• STORED RECORDS:
####
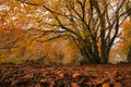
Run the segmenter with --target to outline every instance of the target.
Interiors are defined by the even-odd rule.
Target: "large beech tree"
[[[48,40],[67,37],[85,62],[107,63],[122,22],[130,15],[129,0],[16,0],[39,7],[43,15],[35,29]],[[34,29],[33,28],[33,29]],[[45,29],[46,28],[46,29]]]

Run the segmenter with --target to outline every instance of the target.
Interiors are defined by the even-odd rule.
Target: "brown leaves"
[[[32,87],[130,87],[131,65],[115,69],[114,66],[35,66],[35,65],[0,65],[2,78],[0,86],[32,86]],[[84,70],[83,70],[84,69]],[[114,70],[112,70],[114,69]],[[96,71],[97,70],[97,71]],[[119,71],[122,70],[122,71]],[[93,72],[94,75],[88,74]],[[117,71],[117,72],[116,72]],[[109,73],[110,72],[110,73]],[[112,79],[108,76],[111,75]],[[127,76],[126,76],[127,75]],[[126,76],[124,79],[117,79]],[[127,83],[126,83],[127,82]],[[129,82],[129,83],[128,83]]]

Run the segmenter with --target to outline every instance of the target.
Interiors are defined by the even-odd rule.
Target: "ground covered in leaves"
[[[131,64],[0,64],[0,87],[131,87]]]

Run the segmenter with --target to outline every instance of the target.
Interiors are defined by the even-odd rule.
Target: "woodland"
[[[131,0],[0,0],[0,87],[130,87]]]

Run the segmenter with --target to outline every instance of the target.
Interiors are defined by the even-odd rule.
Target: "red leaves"
[[[33,66],[1,65],[0,86],[31,87],[122,87],[130,86],[131,65]],[[121,71],[120,71],[121,70]]]

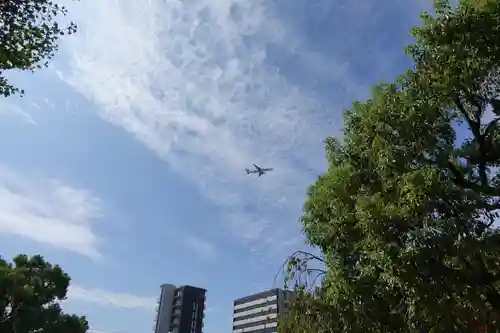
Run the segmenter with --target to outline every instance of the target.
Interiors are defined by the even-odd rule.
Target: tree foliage
[[[324,277],[282,332],[500,331],[500,2],[439,1],[412,34],[412,70],[326,139],[302,217]]]
[[[85,317],[62,312],[70,277],[41,256],[0,258],[0,332],[86,333]]]
[[[59,38],[76,32],[74,23],[61,26],[56,21],[66,13],[64,6],[50,0],[0,1],[0,94],[23,92],[9,84],[6,71],[46,67]]]

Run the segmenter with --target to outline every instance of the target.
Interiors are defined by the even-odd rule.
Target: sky
[[[72,277],[95,332],[150,333],[162,283],[207,289],[205,333],[304,248],[323,140],[411,65],[428,2],[84,0],[49,68],[0,100],[2,254]],[[246,175],[256,163],[275,171]]]

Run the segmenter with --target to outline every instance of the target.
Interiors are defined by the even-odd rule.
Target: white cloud
[[[105,307],[143,310],[154,310],[157,301],[155,297],[115,293],[102,289],[87,289],[78,285],[70,286],[67,296],[68,301],[84,301]]]
[[[355,7],[349,13],[361,22]],[[325,110],[315,92],[288,82],[269,46],[332,77],[344,95],[360,86],[345,60],[305,51],[279,11],[266,0],[79,2],[70,13],[80,30],[61,48],[69,63],[57,67],[103,119],[223,206],[229,228],[249,243],[298,234],[306,186],[325,163],[322,139],[339,127],[340,110]],[[276,171],[247,177],[251,163]],[[249,210],[259,218],[244,216]]]
[[[319,102],[266,65],[268,43],[291,37],[268,4],[80,2],[71,11],[80,31],[65,46],[70,69],[59,74],[230,214],[244,214],[250,200],[300,207],[310,179],[300,168],[318,167],[307,148],[321,151],[327,130],[314,114]],[[277,171],[246,177],[254,162]],[[264,233],[249,230],[268,228],[255,224],[242,237],[255,241]]]
[[[217,255],[216,246],[200,237],[183,235],[182,242],[188,249],[206,261],[213,261]]]
[[[90,192],[0,165],[0,233],[99,260],[97,217],[99,199]]]

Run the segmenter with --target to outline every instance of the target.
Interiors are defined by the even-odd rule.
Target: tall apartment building
[[[206,290],[173,284],[160,288],[154,333],[201,333]]]
[[[234,301],[233,333],[275,333],[292,292],[279,288]]]

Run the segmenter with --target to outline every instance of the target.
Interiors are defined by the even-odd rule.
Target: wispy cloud
[[[58,180],[0,165],[0,233],[102,259],[92,222],[100,200]]]
[[[186,234],[181,237],[181,241],[189,250],[195,253],[198,257],[201,257],[206,261],[213,261],[217,256],[217,247],[215,244],[194,236],[192,234]]]
[[[72,285],[68,290],[69,301],[84,301],[100,306],[154,310],[155,297],[137,296],[128,293],[116,293],[101,289],[87,289],[82,286]]]
[[[103,119],[193,181],[227,211],[228,228],[253,245],[297,235],[294,218],[306,186],[324,167],[321,141],[340,127],[338,105],[327,108],[313,89],[289,80],[269,58],[271,48],[329,76],[336,97],[357,95],[361,87],[348,58],[305,51],[307,43],[276,4],[80,2],[71,10],[80,31],[63,46],[69,64],[58,66],[60,77],[94,101]],[[315,10],[331,8],[332,1],[322,1]],[[357,4],[342,8],[356,22],[374,15]],[[340,42],[352,44],[339,41],[337,55],[349,46]],[[246,177],[251,163],[276,172]]]

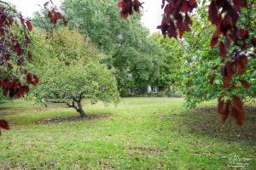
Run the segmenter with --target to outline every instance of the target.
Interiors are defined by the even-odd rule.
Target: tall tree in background
[[[202,5],[209,3],[208,19],[215,27],[210,46],[215,48],[218,44],[218,54],[222,59],[221,65],[214,67],[221,72],[224,89],[218,98],[218,111],[224,121],[230,115],[237,124],[241,125],[245,121],[243,102],[238,94],[230,94],[230,90],[236,88],[234,81],[239,80],[246,88],[250,86],[241,76],[246,73],[250,59],[255,58],[255,1],[199,2]],[[120,15],[127,18],[134,12],[139,12],[141,3],[138,0],[121,0],[118,6],[121,8]],[[182,38],[185,31],[191,31],[191,14],[197,6],[195,0],[162,0],[164,14],[158,28],[165,37]],[[236,78],[237,76],[240,79]],[[213,80],[214,76],[211,78],[211,82],[214,82]]]
[[[45,39],[45,32],[35,31],[32,35],[34,55],[29,69],[41,79],[30,97],[39,101],[63,99],[81,116],[86,116],[82,100],[92,104],[119,101],[116,80],[113,71],[100,64],[101,55],[88,37],[78,31],[60,28]]]
[[[122,20],[113,0],[67,0],[63,8],[70,26],[88,35],[108,56],[105,62],[115,68],[120,92],[155,81],[162,53],[142,26],[141,15]]]

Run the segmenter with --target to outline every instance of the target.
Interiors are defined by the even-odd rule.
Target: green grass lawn
[[[127,98],[107,108],[84,102],[90,116],[79,120],[61,104],[2,103],[11,130],[0,137],[0,169],[256,169],[254,108],[240,128],[223,123],[212,103],[183,105],[172,98]]]

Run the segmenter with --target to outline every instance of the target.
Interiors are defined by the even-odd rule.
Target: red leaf
[[[118,4],[117,4],[117,6],[119,7],[119,8],[124,8],[124,2],[119,2],[118,3]]]
[[[211,4],[209,5],[209,8],[208,8],[208,14],[209,14],[208,18],[211,20],[211,22],[214,25],[217,25],[218,24],[218,8],[217,8],[215,1],[211,2]]]
[[[16,51],[17,55],[21,55],[22,54],[21,46],[19,43],[16,43],[15,45],[14,48]]]
[[[23,18],[23,16],[20,14],[20,20],[22,26],[25,26],[25,19]]]
[[[223,42],[223,41],[221,41],[220,42],[219,42],[219,46],[218,46],[218,48],[219,48],[219,55],[222,57],[222,58],[224,58],[226,55],[227,55],[227,54],[226,54],[226,48],[225,48],[225,45],[224,45],[224,43]]]
[[[252,42],[253,45],[254,47],[256,47],[256,37],[253,37],[252,40],[251,40],[251,42]]]
[[[46,2],[46,3],[44,4],[44,7],[46,8],[46,7],[48,6],[49,3],[49,2]]]
[[[31,60],[32,59],[32,54],[30,51],[27,51],[27,59]]]
[[[211,77],[211,79],[210,79],[210,84],[213,84],[213,82],[214,82],[214,80],[215,80],[215,76],[212,76],[212,77]]]
[[[0,120],[0,128],[9,130],[9,126],[8,124],[8,122],[4,120]]]
[[[212,41],[211,41],[211,48],[214,48],[216,46],[216,44],[218,43],[218,37],[212,37]]]
[[[239,7],[247,7],[247,1],[246,0],[233,0],[233,3],[236,6]]]
[[[181,8],[181,11],[183,13],[188,13],[189,11],[189,3],[187,1],[183,1],[183,6]]]
[[[251,87],[251,85],[249,84],[249,82],[247,82],[245,80],[239,80],[239,82],[246,88],[249,88]]]
[[[32,84],[33,86],[36,86],[38,83],[38,82],[39,82],[38,76],[37,76],[36,75],[33,75],[33,80],[32,82]]]
[[[132,3],[133,8],[136,12],[140,12],[141,3],[138,0],[134,0]]]
[[[29,88],[27,86],[23,86],[23,91],[26,92],[26,94],[29,92]]]

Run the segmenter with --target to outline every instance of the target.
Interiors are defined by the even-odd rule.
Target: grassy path
[[[77,114],[61,105],[0,104],[0,117],[12,126],[0,137],[0,169],[255,169],[253,108],[239,128],[222,123],[212,108],[185,110],[183,103],[84,103],[92,118],[71,121],[65,117]]]

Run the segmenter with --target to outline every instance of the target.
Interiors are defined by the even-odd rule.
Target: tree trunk
[[[72,104],[70,104],[68,102],[67,102],[66,104],[68,107],[74,108],[80,114],[81,118],[84,118],[84,117],[86,117],[86,114],[85,114],[85,111],[83,110],[81,101],[82,101],[81,99],[73,99],[72,101]],[[75,102],[78,104],[78,106],[76,106]]]
[[[86,114],[82,107],[81,100],[79,100],[77,103],[78,103],[78,106],[79,106],[77,111],[80,114],[81,118],[86,117]]]

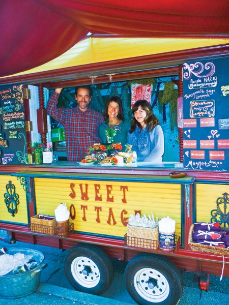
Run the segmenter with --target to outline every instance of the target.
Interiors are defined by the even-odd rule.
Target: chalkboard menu
[[[0,86],[1,164],[27,164],[22,85]]]
[[[229,57],[183,65],[184,167],[229,171]]]

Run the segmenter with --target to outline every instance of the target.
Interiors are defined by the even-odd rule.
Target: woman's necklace
[[[108,125],[119,125],[121,123],[121,121],[122,121],[120,120],[119,119],[115,123],[114,123],[112,121],[109,121]]]

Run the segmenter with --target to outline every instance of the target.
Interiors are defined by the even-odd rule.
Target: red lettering
[[[107,202],[113,202],[113,196],[109,197],[111,195],[110,191],[112,190],[112,186],[106,186],[106,201]]]
[[[126,227],[127,226],[128,224],[128,220],[129,219],[129,217],[123,217],[123,215],[125,214],[125,215],[126,215],[126,214],[127,214],[127,212],[125,210],[123,210],[121,212],[121,222],[123,224],[123,225],[124,226],[125,226],[125,227]]]
[[[102,201],[102,195],[99,196],[99,191],[100,190],[100,185],[95,185],[95,191],[96,192],[95,200],[96,201]]]
[[[116,222],[116,220],[114,219],[114,217],[113,215],[113,211],[112,210],[112,208],[110,207],[109,209],[109,216],[108,216],[108,221],[106,222],[108,225],[111,225],[111,219],[112,218],[112,220],[113,221],[113,225],[116,225],[116,224],[117,223]]]
[[[75,191],[74,190],[74,189],[73,189],[73,188],[74,187],[75,187],[75,185],[74,184],[74,183],[71,183],[70,184],[70,189],[72,190],[72,193],[71,193],[71,194],[69,194],[69,196],[73,199],[74,199],[74,198],[75,198],[75,196],[76,196]]]
[[[95,210],[97,211],[97,218],[96,218],[96,220],[97,222],[97,223],[100,223],[101,222],[101,221],[99,218],[99,211],[100,211],[100,212],[102,211],[102,207],[95,206]]]
[[[120,190],[123,191],[123,198],[122,199],[122,201],[123,202],[123,203],[126,203],[127,201],[126,201],[126,190],[128,190],[128,187],[127,186],[123,187],[120,186]]]
[[[83,221],[87,221],[85,210],[88,209],[88,206],[81,205],[80,208],[83,211],[83,217],[82,217],[82,219],[83,220]]]
[[[75,218],[75,208],[73,204],[71,204],[70,208],[70,217],[72,219]]]
[[[85,185],[85,193],[83,192],[82,189],[82,184],[81,183],[79,185],[79,186],[80,187],[81,191],[81,199],[82,200],[88,200],[89,199],[88,196],[88,185]]]

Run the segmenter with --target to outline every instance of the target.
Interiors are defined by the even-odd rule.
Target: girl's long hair
[[[124,121],[124,117],[123,115],[123,102],[122,100],[119,97],[111,97],[106,102],[105,104],[104,111],[103,111],[103,118],[104,121],[106,121],[109,120],[109,115],[108,115],[108,107],[110,102],[115,102],[119,104],[119,114],[117,115],[118,118],[120,121]]]
[[[143,110],[145,110],[147,113],[147,115],[144,119],[144,123],[147,126],[148,131],[151,131],[154,127],[159,124],[158,119],[154,115],[151,106],[149,104],[148,102],[146,100],[137,101],[134,104],[132,109],[132,113],[133,113],[134,117],[132,118],[130,130],[129,132],[130,133],[132,133],[135,130],[137,126],[138,126],[140,129],[141,130],[141,125],[134,117],[134,112],[138,110],[139,106]]]

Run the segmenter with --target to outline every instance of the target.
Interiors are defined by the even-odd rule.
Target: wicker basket
[[[127,245],[130,247],[156,250],[158,248],[158,226],[134,227],[127,225]]]
[[[194,232],[194,224],[192,224],[189,230],[189,233],[188,234],[188,244],[193,251],[206,252],[208,253],[212,253],[212,254],[217,254],[218,255],[229,255],[229,249],[193,242],[192,240],[193,232]]]
[[[40,219],[40,214],[31,217],[31,231],[42,234],[55,234],[56,233],[55,217],[46,215],[44,216],[46,216],[47,219]]]

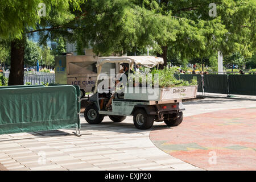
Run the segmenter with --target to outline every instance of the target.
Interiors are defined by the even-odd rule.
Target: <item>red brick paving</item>
[[[207,170],[256,170],[256,107],[187,117],[162,129],[151,131],[151,141],[185,162]]]
[[[1,163],[0,163],[0,171],[8,171]]]

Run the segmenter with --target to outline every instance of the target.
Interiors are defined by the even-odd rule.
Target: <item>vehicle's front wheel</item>
[[[153,126],[155,117],[154,115],[148,115],[142,109],[137,110],[133,114],[133,123],[138,129],[147,130]]]
[[[88,105],[84,111],[84,118],[89,123],[96,125],[102,121],[104,115],[98,113],[96,106]]]
[[[80,89],[80,98],[84,98],[85,96],[85,92],[83,89]]]
[[[126,118],[125,115],[109,115],[109,118],[115,122],[121,122]]]
[[[175,119],[170,118],[168,120],[164,120],[166,125],[168,126],[176,126],[180,125],[183,121],[183,113],[179,113],[179,117]]]

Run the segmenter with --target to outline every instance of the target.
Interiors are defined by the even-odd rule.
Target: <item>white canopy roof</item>
[[[105,63],[127,63],[139,64],[148,68],[152,68],[159,64],[164,63],[163,59],[153,56],[134,56],[124,57],[100,57],[97,66],[101,66]]]

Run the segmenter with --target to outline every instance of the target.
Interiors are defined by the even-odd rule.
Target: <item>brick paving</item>
[[[184,103],[184,113],[250,107],[255,101],[206,98]],[[159,149],[149,138],[151,130],[137,129],[131,117],[121,123],[106,117],[90,125],[81,114],[81,123],[80,137],[73,129],[0,135],[0,163],[8,170],[203,170]],[[152,129],[168,128],[161,124]]]
[[[160,149],[207,170],[256,170],[256,107],[185,117],[182,127],[151,131]]]

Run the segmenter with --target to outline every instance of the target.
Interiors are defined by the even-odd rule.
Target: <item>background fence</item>
[[[256,96],[256,75],[175,75],[191,81],[196,77],[199,92]]]
[[[0,89],[0,134],[80,127],[80,102],[72,85]]]
[[[6,78],[9,77],[9,72],[3,73]],[[24,73],[24,84],[26,82],[30,82],[31,85],[40,85],[42,83],[54,83],[55,82],[55,74],[50,73],[44,73],[40,72],[34,72],[30,73]]]

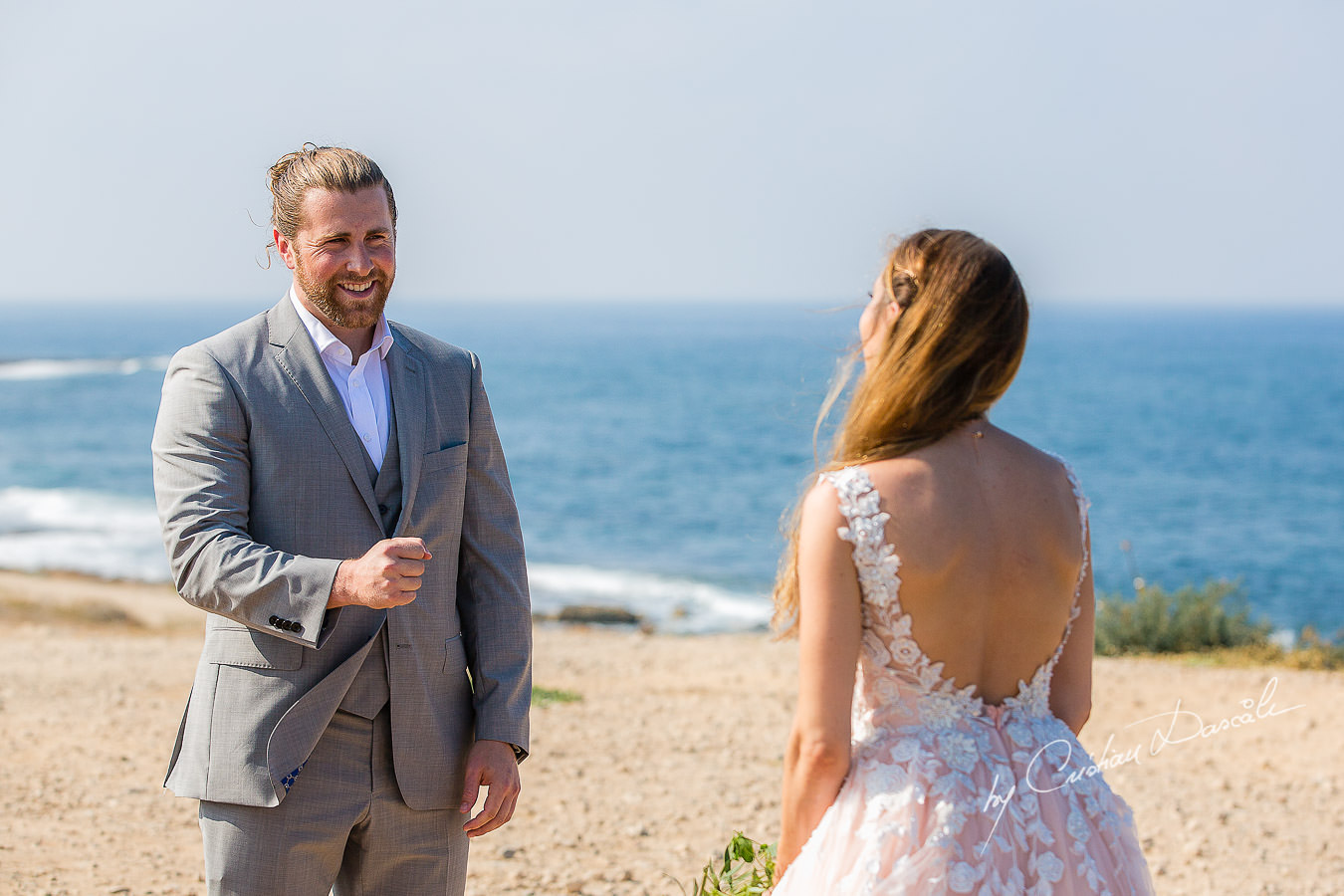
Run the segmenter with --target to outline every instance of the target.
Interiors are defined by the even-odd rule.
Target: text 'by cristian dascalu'
[[[999,819],[1003,818],[1004,811],[1008,809],[1008,803],[1017,797],[1019,785],[1025,785],[1025,787],[1034,794],[1054,793],[1063,787],[1068,787],[1070,785],[1077,785],[1081,780],[1094,778],[1107,768],[1116,768],[1117,766],[1124,766],[1130,762],[1134,764],[1142,764],[1142,756],[1145,754],[1148,756],[1156,756],[1167,747],[1189,743],[1192,740],[1215,737],[1220,733],[1232,731],[1234,728],[1246,728],[1258,721],[1273,719],[1274,716],[1282,716],[1284,713],[1301,709],[1306,705],[1297,704],[1294,707],[1277,707],[1274,704],[1274,692],[1277,689],[1278,677],[1275,676],[1265,684],[1265,689],[1261,692],[1259,700],[1247,697],[1241,701],[1241,712],[1210,723],[1206,723],[1199,713],[1183,708],[1181,701],[1177,697],[1176,707],[1173,709],[1168,712],[1159,712],[1125,725],[1125,728],[1133,728],[1136,725],[1156,723],[1156,728],[1153,729],[1152,739],[1148,742],[1146,751],[1144,750],[1142,743],[1134,744],[1125,751],[1114,751],[1113,744],[1116,743],[1116,735],[1113,733],[1106,739],[1106,747],[1101,751],[1101,759],[1086,766],[1077,764],[1070,767],[1077,742],[1067,737],[1051,740],[1048,744],[1038,750],[1036,755],[1031,758],[1031,763],[1027,766],[1027,774],[1021,782],[1008,782],[1005,786],[1007,789],[1000,791],[999,775],[995,775],[995,782],[989,786],[989,798],[985,799],[985,805],[982,806],[982,811],[997,810],[997,814],[995,815],[995,826],[989,830],[989,838],[993,838],[995,829],[999,827]],[[1086,756],[1086,754],[1083,754],[1083,756]],[[989,840],[980,845],[980,852],[984,852],[988,842]]]

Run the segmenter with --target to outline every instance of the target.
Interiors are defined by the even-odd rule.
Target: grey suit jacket
[[[415,600],[391,610],[325,609],[340,562],[384,533],[363,449],[288,296],[168,365],[155,494],[177,591],[210,613],[165,780],[180,797],[278,805],[384,619],[409,806],[457,805],[473,735],[527,750],[523,540],[480,364],[391,326],[395,535],[433,555]]]

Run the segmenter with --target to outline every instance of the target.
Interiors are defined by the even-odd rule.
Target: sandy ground
[[[0,893],[203,892],[195,802],[160,787],[200,629],[167,588],[0,574]],[[763,635],[540,626],[536,684],[582,700],[534,711],[468,893],[675,895],[734,829],[775,840],[793,677]],[[1110,660],[1094,703],[1093,756],[1138,754],[1106,776],[1160,893],[1344,892],[1344,676]]]

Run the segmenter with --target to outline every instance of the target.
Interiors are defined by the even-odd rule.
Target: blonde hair
[[[362,152],[344,146],[304,144],[300,150],[281,156],[280,161],[270,167],[267,180],[270,224],[285,239],[293,239],[302,226],[304,195],[314,187],[344,193],[353,193],[366,187],[382,187],[387,191],[392,230],[396,230],[396,199],[392,196],[392,185],[383,177],[378,163]],[[274,244],[273,240],[270,246]]]
[[[991,243],[962,230],[922,230],[891,251],[882,282],[902,312],[875,336],[882,340],[876,357],[855,384],[831,458],[818,472],[933,445],[988,411],[1021,363],[1027,296],[1008,258]],[[832,383],[818,431],[855,356]],[[801,501],[786,525],[788,547],[774,583],[780,638],[798,627],[800,516]]]

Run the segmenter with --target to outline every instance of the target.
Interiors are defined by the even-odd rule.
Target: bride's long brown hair
[[[818,472],[910,454],[981,416],[1008,390],[1027,347],[1027,296],[1017,273],[973,234],[922,230],[907,236],[887,257],[882,281],[902,312],[887,333],[875,336],[882,340],[876,359],[859,376],[831,458]],[[818,431],[857,353],[832,383]],[[800,513],[801,500],[774,583],[780,638],[798,629]]]

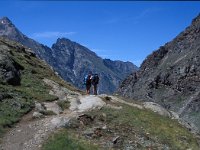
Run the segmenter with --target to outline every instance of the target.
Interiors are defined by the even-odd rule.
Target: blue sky
[[[200,2],[184,1],[1,1],[25,35],[51,47],[66,37],[112,60],[137,66],[190,25]]]

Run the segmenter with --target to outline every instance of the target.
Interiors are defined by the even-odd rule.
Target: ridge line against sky
[[[200,2],[0,1],[25,35],[51,47],[65,37],[112,60],[142,61],[171,41],[199,13]]]

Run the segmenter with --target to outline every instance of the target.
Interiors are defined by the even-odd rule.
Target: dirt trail
[[[52,87],[51,94],[59,97],[59,100],[71,102],[69,109],[61,114],[44,116],[44,118],[33,119],[33,112],[25,115],[3,138],[0,150],[38,150],[49,134],[57,128],[65,126],[71,118],[77,117],[85,111],[101,108],[105,102],[97,96],[82,96],[78,93],[60,87],[51,80],[45,80]],[[55,105],[55,102],[52,102]],[[51,105],[52,107],[53,105]],[[57,106],[56,106],[57,107]]]

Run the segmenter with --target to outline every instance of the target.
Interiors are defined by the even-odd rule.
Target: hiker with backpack
[[[86,94],[90,94],[90,88],[92,83],[92,72],[90,71],[84,78],[84,84],[86,86]]]
[[[99,83],[99,76],[98,74],[93,74],[91,77],[91,83],[93,85],[93,94],[97,95],[97,84]]]

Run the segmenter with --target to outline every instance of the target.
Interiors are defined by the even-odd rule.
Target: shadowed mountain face
[[[100,93],[112,93],[120,82],[137,69],[132,63],[104,60],[86,47],[68,39],[58,39],[52,46],[53,68],[66,80],[84,88],[83,78],[89,71],[99,73]],[[57,59],[61,58],[61,59]],[[121,71],[120,71],[121,69]]]
[[[83,78],[89,71],[100,75],[99,93],[113,93],[127,75],[137,70],[130,62],[102,59],[69,39],[58,39],[52,48],[44,46],[22,34],[6,17],[0,19],[0,36],[31,48],[63,79],[81,89],[84,88]]]
[[[118,92],[153,101],[200,129],[200,16],[171,42],[149,55]]]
####
• TASK INSTRUCTIONS:
How many lines in the listing above contain the string "tall"? Case counts. Give only the number.

• FULL OUTPUT:
2